- _Assignment_
Examine the data line by line and report how many lines include the word "porsche", with no additional output.

[Records from a data source]
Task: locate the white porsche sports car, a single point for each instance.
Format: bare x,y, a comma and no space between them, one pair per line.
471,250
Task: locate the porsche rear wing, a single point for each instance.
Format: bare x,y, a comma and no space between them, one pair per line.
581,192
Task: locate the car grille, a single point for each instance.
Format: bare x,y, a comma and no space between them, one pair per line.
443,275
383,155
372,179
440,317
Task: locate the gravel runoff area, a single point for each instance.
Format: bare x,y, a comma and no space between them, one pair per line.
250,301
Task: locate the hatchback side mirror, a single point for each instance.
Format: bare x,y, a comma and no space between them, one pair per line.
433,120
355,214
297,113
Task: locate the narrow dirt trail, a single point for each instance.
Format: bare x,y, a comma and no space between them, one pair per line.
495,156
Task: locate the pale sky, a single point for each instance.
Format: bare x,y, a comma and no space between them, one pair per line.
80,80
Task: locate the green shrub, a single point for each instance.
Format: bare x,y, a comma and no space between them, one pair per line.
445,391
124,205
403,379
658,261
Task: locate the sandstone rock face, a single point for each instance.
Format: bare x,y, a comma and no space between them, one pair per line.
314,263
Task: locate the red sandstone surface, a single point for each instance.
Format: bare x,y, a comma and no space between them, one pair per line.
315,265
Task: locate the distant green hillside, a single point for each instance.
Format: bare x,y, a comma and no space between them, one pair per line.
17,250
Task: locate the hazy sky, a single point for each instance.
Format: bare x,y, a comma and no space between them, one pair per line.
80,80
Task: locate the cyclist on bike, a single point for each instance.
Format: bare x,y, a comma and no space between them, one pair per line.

- _Exercise answer_
2